▸ **Goal of the exercise**:
Below this line is a set of entries; quote exactly the lines from the line that contains "# test: pointer returns one pin per instance of the black" to the line that contains "# test: pointer returns one pin per instance of the red", both lines included.

[Region pointing data]
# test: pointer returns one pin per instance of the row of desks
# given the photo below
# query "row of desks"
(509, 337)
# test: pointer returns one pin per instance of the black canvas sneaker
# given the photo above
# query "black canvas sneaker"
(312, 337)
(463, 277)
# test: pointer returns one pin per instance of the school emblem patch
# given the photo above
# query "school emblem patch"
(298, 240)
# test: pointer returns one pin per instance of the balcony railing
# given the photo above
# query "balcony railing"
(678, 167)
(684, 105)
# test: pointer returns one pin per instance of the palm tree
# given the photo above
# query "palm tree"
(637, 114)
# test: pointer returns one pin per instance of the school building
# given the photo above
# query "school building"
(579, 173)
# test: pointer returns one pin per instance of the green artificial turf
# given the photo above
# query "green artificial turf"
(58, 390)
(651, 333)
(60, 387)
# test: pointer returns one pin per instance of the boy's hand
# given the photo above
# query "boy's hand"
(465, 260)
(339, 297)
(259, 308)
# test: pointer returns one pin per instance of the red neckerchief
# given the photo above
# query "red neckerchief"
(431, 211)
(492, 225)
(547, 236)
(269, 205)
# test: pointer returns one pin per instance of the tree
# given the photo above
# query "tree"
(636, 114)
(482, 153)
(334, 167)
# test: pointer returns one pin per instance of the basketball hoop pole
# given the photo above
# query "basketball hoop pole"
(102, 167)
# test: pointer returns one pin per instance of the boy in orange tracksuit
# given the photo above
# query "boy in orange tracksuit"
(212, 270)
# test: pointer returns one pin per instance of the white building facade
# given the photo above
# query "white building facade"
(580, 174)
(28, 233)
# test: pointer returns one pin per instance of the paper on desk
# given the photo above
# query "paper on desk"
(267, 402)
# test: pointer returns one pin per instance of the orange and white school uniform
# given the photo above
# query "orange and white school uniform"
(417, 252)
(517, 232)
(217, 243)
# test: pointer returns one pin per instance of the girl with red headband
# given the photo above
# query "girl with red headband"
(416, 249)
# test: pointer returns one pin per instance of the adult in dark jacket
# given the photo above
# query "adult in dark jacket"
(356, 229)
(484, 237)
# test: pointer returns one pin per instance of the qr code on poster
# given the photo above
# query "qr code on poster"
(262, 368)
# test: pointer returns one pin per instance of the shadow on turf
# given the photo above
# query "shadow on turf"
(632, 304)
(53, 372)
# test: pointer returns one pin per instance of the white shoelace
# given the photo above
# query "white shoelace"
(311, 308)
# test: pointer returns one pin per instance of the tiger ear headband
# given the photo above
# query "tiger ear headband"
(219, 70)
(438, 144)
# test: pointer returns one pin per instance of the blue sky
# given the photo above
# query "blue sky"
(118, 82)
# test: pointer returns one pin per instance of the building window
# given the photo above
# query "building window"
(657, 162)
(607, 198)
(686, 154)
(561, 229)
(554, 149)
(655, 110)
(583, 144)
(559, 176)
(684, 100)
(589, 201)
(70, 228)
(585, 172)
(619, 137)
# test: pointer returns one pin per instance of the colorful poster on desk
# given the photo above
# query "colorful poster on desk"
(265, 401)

▸ **Exercise solution**:
# test: pointer returns one pin per instance of the black canvas sneaker
# given the photo above
# query "black canvas sneaker"
(312, 337)
(463, 277)
# test: pointer returns one pin per instance of the school emblem patch
# given the photo above
# query "school emblem patch"
(298, 240)
# test: pointer returns one pin per instance of the balcony railing
# given the photo above
# query "balcony railing"
(678, 167)
(684, 105)
# test: pointer returns one pin per instance of the palm tree
# given the photo above
# query "palm tree"
(637, 114)
# test: pointer returns one pin per instance of the school building
# given the photo above
# query "school building"
(579, 173)
# test: pointer returns one pin per instance of the green artificial turf
# given the photo above
# query "green artificial turf"
(58, 390)
(651, 333)
(60, 387)
# test: pointer returns one pin per instance of the boy's hand
# given the photo above
# query "boy's hand"
(465, 260)
(339, 297)
(259, 308)
# test: pointer returns one pin per instance of the red neckerchief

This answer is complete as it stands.